- [Consigne]: Prolongez le texte sur Brunetière et Bossuet en reprenant juste après sa dernière phrase.

- [Texte à lire]:
D’autres conférences, quelques articles sortaient encore, au hasard des circonstances, de ces travaux préparatoires. A Paris, à Dijon, à Besançon, à Montréal, à Rome, où Brunetière n’a-t-il pas parlé de Bossuet ? Il s’était fait le champion de cette gloire hautaine. A mesure qu’il évoluait lui-même, il semble bien que les objections ou les réserves qui perçaient quelquefois sous son admiration allaient en s’atténuant. Bossuet lui-même était-il pour quelque chose dans cette nouvelle manière de voir ? On peut le conjecturer avec quoique vraisemblance. Si je persiste à croire qu’aux momens de crise notamment, un Pascal a eu plus d’action que Bossuet sur le fond et sur l’orientation générale de la pensée de Brunetière, j’admets très volontiers que Bossuet a fini par agir aussi sur lui, a sa manière, moins heurtée et plus discrète. Bossuet a certainement contribué à entretenir l’auteur des Discours de combat dans la méditation continue des grands problèmes ; il a alimenté l’inquiétude morale et religieuse qui couvait en lui ; il l’a, si je puis ainsi dire, préparé à subir l’assaut de Pascal. En 1900, dans cette conférence de Besançon dont j’ai déjà parlé, et qui a été comme le prélude d’une déclaration décisive, Brunetière ramenait à trois principales les hautes leçons qu’on peut retirer, et qu’il avait personnellement retirées de l’étude de Bossuet : la rhétorique supérieure que l’on apprend à son école ; l’art d’aller au point vif des questions ; et la distinction des différens ordres de vérités et de certitudes. Et il ajoutait en terminant :
Quand je me suis mis à l’école de Bossuet, rempli que j’étais des idées de mon temps et des leçons de mes maîtres, j’ai résisté, et j’ai résisté longtemps. Puis, quoi qu’on dise cependant à la fin, dans cette fréquentation, j’ai trouvé, et, chaque fois que j’y reviens, je retrouve tant de bon sens, tant de génie, tant d’autorité, tant de probité intérieure, que j’ai fini par me laisser faire, et je crois que quiconque de vous renouvellerait la même expérience, aboutirait au même résultat.
Il y aurait assurément quelque impertinence à vouloir affaiblir la portée de ce témoignage.
Comment se fait-il donc qu’une piété si fervente et si diligente, que tant de lectures, d’études et de travaux d’approche n’aient pas abouti à un vrai livre, à un beau livre sur Bossuet ? Ce livre, que nous n’avons pas encore, qui, mieux que Brunetière, aurait pu l’écrire ? Il l’eut écrit, nous n’en pouvons guère douter, avec toute sa pensée, tout son talent et tout son cœur, et je sais bien des gens qui regretteront éternellement qu’il ne nous l’ait point donné. Pourquoi donc ne l’a-t-il pas fait ?… Hélas ! pourquoi un homme, qui semblait né pour écrire Surtout des livres, n’a-t-il guère laissé que des recueils d’articles ou de discours ?… En ce qui concerne l’ouvrage sur Bossuet, peut-être le hasard, qui fait tant de choses dans la vie de chacun de nous, est-il le seul coupables Peut-être aussi Brunetière, qui était toujours prêt à parler ou à écrire sur Bossuet, voyait-il trop nettement les multiples difficultés d’une étude d’ensemble, telle qu’il la concevait, sur l’auteur des Variations, et ne se sentait-il pas, à son gré, encore suffisamment armé pour l’entreprendre. Peut-être enfin craignait-il, — car il avait de ces scrupules, — d’arrêter, et de fixer, et de lier ou d’engager trop prématurément sa pensée par un livre, d’imposer les contours rigides et irrévocables de l’histoire morte à une œuvre qu’il sentait très vivante en lui, et dont l’intime substance était comme mêlée à sa propre vie morale. En toutes choses, cet esprit toujours mobile aimait à « se réserver la possibilité des reprises et des tâtonnemens. » Je l’ai entendu regretter d’avoir écrit autrefois sur les Provinciales des pages qu’il ne pensait plus, et nul doute que, s’il avait prononcé sur Pascal la série de conférences qu’il méditait, il n’eût hardiment revendiqué le droit de se contredire et d’avoir changé d’opinion.

- [Entrées fournies]:
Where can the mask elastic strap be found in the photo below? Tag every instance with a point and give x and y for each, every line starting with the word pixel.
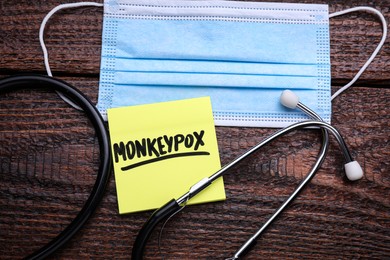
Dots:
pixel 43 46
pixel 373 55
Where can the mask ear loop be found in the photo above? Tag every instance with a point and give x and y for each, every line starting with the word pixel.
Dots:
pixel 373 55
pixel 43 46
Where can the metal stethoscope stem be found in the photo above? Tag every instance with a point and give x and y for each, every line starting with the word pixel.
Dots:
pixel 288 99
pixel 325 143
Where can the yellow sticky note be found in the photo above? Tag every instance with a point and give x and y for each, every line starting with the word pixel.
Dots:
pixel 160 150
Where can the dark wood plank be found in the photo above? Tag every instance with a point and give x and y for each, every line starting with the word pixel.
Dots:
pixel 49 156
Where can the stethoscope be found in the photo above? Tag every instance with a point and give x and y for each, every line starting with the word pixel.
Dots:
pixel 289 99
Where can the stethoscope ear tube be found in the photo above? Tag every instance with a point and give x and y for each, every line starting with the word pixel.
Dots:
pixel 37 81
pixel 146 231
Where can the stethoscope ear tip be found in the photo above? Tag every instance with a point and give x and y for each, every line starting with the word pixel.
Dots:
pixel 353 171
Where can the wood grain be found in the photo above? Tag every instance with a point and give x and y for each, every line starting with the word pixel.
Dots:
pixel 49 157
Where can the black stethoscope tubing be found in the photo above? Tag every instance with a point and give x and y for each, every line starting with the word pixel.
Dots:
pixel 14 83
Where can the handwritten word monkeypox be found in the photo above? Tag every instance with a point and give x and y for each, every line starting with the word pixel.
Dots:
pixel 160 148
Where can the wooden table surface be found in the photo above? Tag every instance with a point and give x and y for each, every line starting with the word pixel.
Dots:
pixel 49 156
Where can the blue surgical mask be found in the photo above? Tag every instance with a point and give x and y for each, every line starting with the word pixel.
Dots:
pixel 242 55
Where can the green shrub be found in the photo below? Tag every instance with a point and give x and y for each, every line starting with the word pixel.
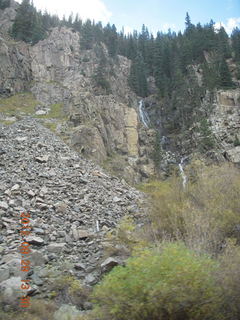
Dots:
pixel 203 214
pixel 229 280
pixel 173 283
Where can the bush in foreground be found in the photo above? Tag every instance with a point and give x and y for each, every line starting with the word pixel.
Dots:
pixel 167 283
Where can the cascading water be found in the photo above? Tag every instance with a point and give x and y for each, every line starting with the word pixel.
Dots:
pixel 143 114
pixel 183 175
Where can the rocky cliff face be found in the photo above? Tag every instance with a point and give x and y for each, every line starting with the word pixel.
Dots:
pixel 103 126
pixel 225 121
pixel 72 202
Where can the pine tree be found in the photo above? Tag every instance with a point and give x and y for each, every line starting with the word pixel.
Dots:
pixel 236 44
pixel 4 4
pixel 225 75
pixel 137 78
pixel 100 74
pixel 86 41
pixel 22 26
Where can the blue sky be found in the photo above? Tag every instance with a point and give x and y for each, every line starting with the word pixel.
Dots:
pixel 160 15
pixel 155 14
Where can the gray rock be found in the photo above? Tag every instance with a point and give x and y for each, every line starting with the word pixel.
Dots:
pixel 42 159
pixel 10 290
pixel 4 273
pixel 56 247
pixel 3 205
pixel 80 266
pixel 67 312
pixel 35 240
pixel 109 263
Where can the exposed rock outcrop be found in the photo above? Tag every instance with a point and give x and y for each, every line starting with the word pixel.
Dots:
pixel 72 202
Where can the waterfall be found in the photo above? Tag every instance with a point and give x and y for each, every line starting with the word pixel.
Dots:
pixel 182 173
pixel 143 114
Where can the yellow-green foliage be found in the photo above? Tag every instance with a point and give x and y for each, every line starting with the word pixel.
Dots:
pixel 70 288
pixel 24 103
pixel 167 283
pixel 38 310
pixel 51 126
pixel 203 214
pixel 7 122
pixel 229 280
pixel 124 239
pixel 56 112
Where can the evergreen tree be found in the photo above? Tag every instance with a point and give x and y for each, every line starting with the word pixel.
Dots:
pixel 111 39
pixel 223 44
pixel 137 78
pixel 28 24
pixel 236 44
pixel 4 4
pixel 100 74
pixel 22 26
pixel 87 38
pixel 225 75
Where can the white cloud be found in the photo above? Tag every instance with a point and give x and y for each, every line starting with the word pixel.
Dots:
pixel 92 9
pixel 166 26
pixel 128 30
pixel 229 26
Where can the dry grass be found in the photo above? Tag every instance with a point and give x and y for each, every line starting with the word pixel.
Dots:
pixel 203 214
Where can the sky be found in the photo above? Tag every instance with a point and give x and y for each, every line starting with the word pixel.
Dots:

--

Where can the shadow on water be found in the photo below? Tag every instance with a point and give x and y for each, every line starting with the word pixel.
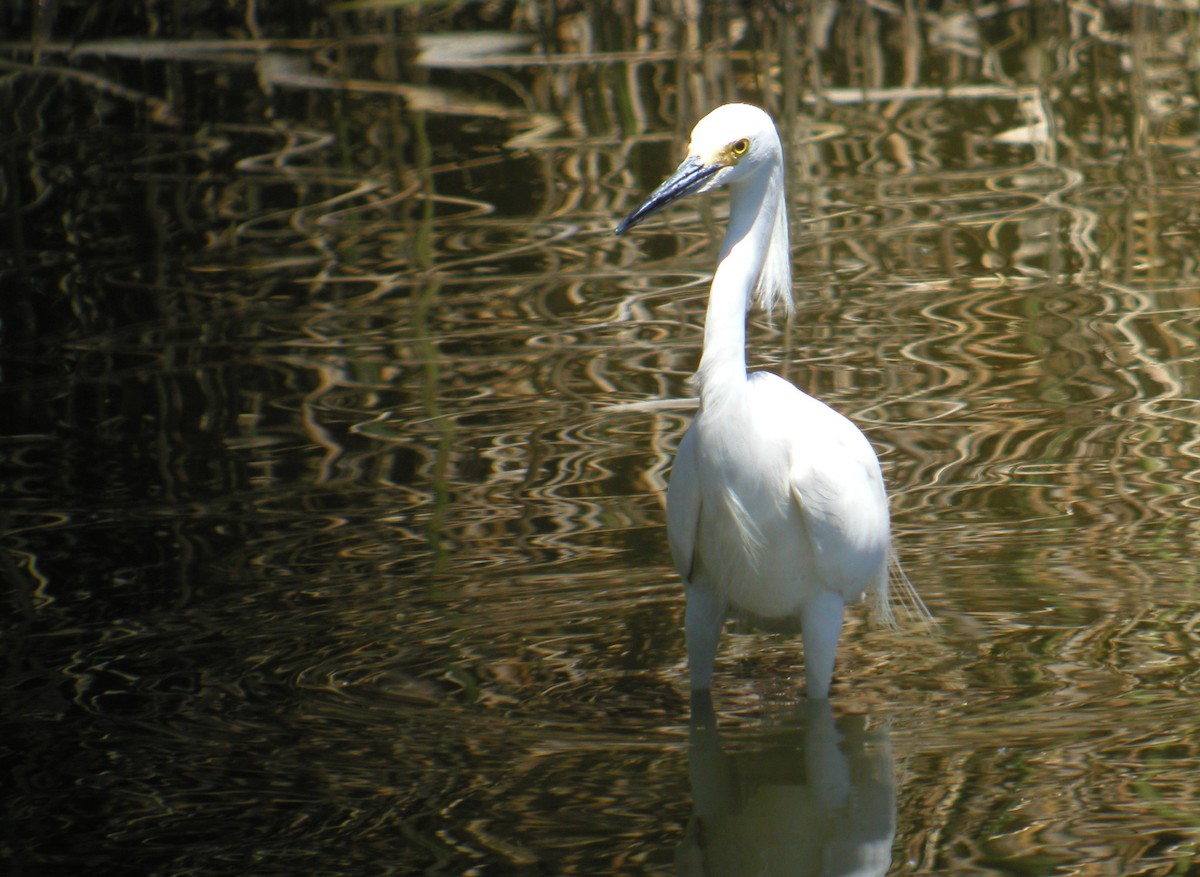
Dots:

- [Réponse]:
Et cependant, ce livre qu’il semble n’avoir pas voulu écrire, il se trouve, à y regarder d’un peu près, que Brunetière nous en a laissé plus que des fragmens. Il n’a pas rédigé, — tant s’en faut, — toutes les conférences qu’il a prononcées sur Bossuet, mais enfin il en a rédigé quelques-unes, et il a écrit aussi, au hasard de l’actualité, plusieurs articles considérables sur certaines parties de l’œuvre de son héros. Or, à rapprocher articles et conférences les uns des autres, à les disposer suivant un certain ordre, on s’aperçoit non seulement que ces divers morceaux forment comme les divers chapitres d’une étude d’ensemble à peu près complète sur Bossuet, mais encore, — et chose purement accidentelle, mais extrêmement heureuse, — que la succession même de ces chapitres reproduit, presque trait pour trait, le plan idéal d’une vaste étude sur Bossuet que Brunetière avait un jour tracé à ses élèves de l’École normale, en déplorant, faute de temps, de ne pouvoir s’y conformer. On nous a conservé ce plan, ou ce programme, dans une note du volume récemment publié, sur le Dix-septième siècle, et chacun peut vérifier la très curieuse concordance.
Le voilà donc, semble-t-il, retrouvé ou restauré, écrit presque malgré lui, ce Bossuet qu’on avait si souvent réclamé à Ferdinand Brunetière, et qu’il s’obstinait à ne pas écrire. Et assurément, il manque bien quelque chose à ce livre, pour qu’il soit entièrement digne et de son auteur, et du noble sujet qu’il traite. On y trouvera sans peine quelques répétitions, et certains détails, non pas oiseux, mais qui se ressentent de l’origine première des diverses parties de l’édifice. Entre ces diverses parties, les proportions idéales ne sont peut-être pas toujours absolument respectées, précisément parce qu’elles n’étaient pas primitivement conçues en vue d’un ensemble. Enfin ces divers morceaux sont de date différente, et peut-être, aux yeux d’un juge minutieux et difficile, l’entière unité de pensée et de style pourra-t-elle paraître, çà et là, recevoir quelques atteintes. Évidemment, la dernière main de l’ouvrier manque à cette œuvre. Oserons-nous dire qu’elle n’en paraîtra que plus sincère, et peut-être plus attachante, sans les retouches dernières qu’il lui eût été si facile d’y apporter ?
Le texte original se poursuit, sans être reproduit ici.